Le Point

Musique : Liraz Charhi, la voix qui relie Israël à l’Iran

Liraz Charhi, Israélienn­e d’origine iranienne, à la fois actrice et chanteuse, a collaboré avec des musiciens en Iran. Récit d’une transgress­ion.

- PAR ARMIN AREFI

Son rôle est d’une troublante actualité. Dans la série israélienn­e Téhéran, Liraz Charhi incarne une agente du Mossad chargée de guider une espionne envoyée en Iran. Sa mission : saboter le programme nucléaire iranien. Dans la vraie vie, les services de renseignem­ent israéliens sont soupçonnés d’avoir assassiné, fin novembre à Téhéran, le scientifiq­ue iranien Mohsen Fakhrizade­h dans le but de retarder les activités prohibées de la République islamique. « C’est en effet incroyable, mais je ne m’intéresse pas à la politique, qui fait en sorte que les peuples ne puissent pas vivre ensemble et en paix, confie prudemment la comédienne, accroupie derrière son écran d’ordinateur dans sa maison de Tel-Aviv. La seule manière de ressentir l’amour des deux côtés est de créer des passerelle­s entre eux », ajoute-t-elle, consciente que le fait d’avoir été choisie pour camper le personnage de l’agente Yael Kadosh ne doit rien au hasard…

Car l’Israélienn­e aux longs cheveux bruns et aux grands yeux perçants est d’origine iranienne. Et elle fait sensation en Israël. Comédienne déjà reconnue à 42 ans, elle brille également comme chanteuse –

et en persan, sa langue maternelle. Membres de la communauté juive mizrahim, la plus grande au Moyen-Orient avant la création de l’État hébreu, ses parents ont quitté l’Iran du chah en 1974 pour fuir l’antisémiti­sme et faire leur alya. Née quatre ans plus tard à Ramla, au centre d’Israël, Liraz Charhi a grandi dans cette double identité. « J’étais une fille israélienn­e à l’extérieur et iranienne chez mes parents, raconte cette mère de deux enfants. Tandis que j’étais totalement libre dehors, je devais être beaucoup plus sage et obéissante à la maison. Dès mon plus jeune âge, je voulais être chanteuse, mais mon père me disait que ce n’était pas un métier pour moi. » Lorsque ses parents lui parlent en persan, Liraz leur répond en hébreu. Et c’est dans cette langue que la jeune femme, à peine majeure, s’adonne tout d’abord à sa passion, profitant du service militaire obligatoir­e pour intégrer le groupe de rock de l’armée.

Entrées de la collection

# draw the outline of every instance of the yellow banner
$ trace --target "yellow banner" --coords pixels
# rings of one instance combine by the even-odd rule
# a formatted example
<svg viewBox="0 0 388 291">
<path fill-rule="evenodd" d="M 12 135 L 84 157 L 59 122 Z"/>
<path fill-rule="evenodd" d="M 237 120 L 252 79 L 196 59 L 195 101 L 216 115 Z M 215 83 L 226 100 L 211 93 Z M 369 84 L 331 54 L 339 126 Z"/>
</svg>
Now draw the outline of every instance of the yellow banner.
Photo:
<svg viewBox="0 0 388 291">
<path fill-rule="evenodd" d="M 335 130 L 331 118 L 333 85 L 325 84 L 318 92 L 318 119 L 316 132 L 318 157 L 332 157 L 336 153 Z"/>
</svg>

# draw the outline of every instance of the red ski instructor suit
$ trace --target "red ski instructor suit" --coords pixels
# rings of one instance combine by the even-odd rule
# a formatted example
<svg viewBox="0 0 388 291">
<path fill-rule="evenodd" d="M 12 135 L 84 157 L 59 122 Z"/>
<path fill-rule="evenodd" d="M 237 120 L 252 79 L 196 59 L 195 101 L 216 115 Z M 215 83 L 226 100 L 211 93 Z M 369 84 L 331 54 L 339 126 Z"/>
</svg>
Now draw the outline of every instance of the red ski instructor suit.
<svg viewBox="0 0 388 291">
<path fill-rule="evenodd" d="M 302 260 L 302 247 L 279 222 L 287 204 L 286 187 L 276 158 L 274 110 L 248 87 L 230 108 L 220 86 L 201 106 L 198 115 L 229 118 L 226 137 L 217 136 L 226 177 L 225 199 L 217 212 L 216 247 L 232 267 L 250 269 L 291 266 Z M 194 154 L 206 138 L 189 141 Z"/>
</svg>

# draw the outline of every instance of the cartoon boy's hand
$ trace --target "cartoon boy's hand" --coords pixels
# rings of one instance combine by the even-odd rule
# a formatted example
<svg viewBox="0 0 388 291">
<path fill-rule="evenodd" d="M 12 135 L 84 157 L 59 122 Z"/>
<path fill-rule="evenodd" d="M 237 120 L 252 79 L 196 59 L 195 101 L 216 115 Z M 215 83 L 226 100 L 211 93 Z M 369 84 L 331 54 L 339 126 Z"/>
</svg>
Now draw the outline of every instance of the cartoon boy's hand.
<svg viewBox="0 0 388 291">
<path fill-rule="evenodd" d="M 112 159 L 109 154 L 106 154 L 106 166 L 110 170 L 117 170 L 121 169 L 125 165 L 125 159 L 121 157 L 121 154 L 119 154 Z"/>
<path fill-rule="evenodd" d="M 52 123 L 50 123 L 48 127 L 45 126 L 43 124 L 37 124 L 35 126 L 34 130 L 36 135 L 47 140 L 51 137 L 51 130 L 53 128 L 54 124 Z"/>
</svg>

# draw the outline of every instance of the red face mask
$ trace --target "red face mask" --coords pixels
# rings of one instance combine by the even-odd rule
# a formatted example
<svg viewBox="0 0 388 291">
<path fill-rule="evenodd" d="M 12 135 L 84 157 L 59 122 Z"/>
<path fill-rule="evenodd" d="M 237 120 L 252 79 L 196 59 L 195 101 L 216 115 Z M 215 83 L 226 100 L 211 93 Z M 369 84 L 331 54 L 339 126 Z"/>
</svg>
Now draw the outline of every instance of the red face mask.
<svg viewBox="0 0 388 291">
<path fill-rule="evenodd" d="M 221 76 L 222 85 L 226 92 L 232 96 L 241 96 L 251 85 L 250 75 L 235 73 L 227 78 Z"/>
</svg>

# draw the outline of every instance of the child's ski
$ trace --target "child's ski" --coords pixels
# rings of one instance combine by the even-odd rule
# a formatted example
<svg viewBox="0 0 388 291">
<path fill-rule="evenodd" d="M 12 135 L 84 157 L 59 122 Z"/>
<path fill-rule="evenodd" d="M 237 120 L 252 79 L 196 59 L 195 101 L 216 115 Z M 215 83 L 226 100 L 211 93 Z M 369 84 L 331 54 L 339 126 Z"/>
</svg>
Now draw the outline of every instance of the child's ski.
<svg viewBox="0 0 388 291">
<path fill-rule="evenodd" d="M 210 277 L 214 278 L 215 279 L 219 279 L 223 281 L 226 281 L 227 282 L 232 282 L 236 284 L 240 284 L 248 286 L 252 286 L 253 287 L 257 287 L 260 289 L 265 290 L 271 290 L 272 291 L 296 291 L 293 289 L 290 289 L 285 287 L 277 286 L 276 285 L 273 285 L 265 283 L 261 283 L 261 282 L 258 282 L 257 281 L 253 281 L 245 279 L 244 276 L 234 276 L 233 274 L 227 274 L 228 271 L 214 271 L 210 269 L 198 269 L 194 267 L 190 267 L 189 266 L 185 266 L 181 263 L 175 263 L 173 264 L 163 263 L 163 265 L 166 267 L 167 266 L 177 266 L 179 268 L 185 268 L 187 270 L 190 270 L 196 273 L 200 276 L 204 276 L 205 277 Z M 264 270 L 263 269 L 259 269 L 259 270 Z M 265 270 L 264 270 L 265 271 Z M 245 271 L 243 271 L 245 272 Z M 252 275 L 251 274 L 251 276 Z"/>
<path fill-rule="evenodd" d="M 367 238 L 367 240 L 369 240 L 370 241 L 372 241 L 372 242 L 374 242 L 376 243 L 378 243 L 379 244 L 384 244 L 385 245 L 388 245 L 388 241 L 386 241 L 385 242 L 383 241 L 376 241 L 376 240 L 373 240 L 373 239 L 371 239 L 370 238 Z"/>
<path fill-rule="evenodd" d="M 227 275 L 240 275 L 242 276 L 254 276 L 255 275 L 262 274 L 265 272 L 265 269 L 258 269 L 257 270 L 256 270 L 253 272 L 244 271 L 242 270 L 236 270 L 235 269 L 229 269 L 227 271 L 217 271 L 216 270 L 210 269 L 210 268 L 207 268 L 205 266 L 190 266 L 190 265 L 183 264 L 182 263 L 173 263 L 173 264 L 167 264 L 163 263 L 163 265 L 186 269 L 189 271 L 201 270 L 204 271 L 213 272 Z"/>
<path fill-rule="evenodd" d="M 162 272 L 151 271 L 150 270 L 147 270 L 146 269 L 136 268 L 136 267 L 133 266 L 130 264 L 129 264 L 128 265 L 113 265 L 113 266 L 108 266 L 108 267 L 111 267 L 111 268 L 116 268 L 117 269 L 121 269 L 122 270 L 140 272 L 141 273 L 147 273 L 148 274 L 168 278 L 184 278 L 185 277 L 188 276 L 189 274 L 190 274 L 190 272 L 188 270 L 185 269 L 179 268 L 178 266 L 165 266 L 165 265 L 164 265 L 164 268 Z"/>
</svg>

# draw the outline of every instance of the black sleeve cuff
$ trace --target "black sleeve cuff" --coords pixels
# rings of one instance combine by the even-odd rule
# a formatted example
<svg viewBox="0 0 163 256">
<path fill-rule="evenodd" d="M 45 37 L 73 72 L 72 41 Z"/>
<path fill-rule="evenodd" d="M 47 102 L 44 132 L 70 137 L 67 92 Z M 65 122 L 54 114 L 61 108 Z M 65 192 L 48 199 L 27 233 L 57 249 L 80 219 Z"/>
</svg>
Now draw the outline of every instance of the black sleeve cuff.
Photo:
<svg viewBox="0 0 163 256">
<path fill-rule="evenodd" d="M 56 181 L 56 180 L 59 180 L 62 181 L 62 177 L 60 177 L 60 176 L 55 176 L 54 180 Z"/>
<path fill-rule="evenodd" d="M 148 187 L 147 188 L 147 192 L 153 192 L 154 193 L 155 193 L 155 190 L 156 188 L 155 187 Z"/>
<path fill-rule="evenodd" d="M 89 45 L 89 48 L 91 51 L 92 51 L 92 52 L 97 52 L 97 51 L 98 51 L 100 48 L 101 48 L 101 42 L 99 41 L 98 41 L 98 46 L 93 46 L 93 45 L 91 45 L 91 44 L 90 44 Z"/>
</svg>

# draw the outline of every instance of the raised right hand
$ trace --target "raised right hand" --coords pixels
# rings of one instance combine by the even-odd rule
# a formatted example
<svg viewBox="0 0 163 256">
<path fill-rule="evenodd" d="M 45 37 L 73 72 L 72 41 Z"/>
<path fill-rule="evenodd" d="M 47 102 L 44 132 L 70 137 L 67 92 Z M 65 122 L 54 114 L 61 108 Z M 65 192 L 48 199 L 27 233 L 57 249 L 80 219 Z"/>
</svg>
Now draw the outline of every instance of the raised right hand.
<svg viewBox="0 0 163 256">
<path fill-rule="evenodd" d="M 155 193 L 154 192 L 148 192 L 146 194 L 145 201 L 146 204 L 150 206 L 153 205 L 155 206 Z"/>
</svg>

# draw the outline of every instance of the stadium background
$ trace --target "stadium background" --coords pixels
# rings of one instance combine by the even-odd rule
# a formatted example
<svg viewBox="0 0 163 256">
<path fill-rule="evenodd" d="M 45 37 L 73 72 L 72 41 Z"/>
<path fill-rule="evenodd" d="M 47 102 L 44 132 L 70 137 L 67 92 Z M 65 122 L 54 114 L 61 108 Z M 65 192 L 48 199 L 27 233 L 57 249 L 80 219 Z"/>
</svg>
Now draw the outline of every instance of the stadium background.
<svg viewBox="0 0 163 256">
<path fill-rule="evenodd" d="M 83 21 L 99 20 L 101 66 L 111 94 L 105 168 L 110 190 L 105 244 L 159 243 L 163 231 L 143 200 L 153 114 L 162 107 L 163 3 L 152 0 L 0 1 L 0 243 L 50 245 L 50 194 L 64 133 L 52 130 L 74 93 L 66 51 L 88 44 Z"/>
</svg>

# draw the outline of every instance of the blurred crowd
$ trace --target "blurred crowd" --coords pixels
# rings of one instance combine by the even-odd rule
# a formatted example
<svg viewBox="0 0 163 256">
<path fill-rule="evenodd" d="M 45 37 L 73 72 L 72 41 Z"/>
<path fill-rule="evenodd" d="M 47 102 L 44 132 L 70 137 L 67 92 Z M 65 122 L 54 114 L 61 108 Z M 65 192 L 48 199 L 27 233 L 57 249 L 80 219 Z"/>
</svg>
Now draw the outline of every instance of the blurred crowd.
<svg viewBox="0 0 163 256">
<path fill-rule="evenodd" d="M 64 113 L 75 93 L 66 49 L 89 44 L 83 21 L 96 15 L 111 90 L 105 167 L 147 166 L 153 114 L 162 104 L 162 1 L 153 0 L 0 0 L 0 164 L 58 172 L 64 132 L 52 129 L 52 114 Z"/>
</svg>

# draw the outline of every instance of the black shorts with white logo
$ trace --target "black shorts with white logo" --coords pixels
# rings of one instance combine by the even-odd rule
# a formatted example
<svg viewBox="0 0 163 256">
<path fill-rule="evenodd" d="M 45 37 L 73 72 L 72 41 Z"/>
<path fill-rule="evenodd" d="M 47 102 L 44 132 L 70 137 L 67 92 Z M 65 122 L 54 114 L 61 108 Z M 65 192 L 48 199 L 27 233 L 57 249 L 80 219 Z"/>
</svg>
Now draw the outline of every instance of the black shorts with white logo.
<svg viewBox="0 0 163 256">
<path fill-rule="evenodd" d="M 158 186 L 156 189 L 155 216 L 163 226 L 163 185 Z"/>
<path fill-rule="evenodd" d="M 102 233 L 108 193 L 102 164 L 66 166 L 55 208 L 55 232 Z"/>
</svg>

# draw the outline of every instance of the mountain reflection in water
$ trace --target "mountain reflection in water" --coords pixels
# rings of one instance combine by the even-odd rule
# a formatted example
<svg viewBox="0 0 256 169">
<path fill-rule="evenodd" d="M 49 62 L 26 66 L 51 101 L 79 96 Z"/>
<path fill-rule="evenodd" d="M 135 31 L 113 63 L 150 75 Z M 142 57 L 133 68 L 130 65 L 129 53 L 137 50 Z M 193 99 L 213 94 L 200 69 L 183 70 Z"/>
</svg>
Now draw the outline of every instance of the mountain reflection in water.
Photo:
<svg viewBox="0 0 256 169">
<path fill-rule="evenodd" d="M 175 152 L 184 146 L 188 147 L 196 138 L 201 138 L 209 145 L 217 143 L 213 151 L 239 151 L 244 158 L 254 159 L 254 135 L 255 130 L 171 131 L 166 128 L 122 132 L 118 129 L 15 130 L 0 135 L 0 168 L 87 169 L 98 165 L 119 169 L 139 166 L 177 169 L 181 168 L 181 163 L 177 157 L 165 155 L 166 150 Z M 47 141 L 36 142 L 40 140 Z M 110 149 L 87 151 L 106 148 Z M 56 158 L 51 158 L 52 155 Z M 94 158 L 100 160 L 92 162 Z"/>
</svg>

* [CONSIGNE ÉCRITE 1]: Traduisez en anglais cette phrase de l’article sur Liraz Charhi : « Lorsque ses parents lui parlent en persan, Liraz leur répond en hébreu. »
* [CONSIGNE ÉCRITE 2]: D’après l’article sur Liraz Charhi, en quelle année ses parents ont-ils quitté l’Iran ?
* [CONSIGNE ÉCRITE 3]: Reproduisez à l’identique le passage de l’article sur Liraz Charhi qui va de « Musique : Liraz » à « Récit d’une transgress­ion. ».

* [RÉSULTAT ATTENDU 1]: When her parents speak to her in Persian, Liraz answers them in Hebrew.

* [RÉSULTAT ATTENDU 2]: En 1974.

* [RÉSULTAT ATTENDU 3]:
Musique : Liraz Charhi, la voix qui relie Israël à l’Iran

Liraz Charhi, Israélienn­e d’origine iranienne, à la fois actrice et chanteuse, a collaboré avec des musiciens en Iran. Récit d’une transgress­ion.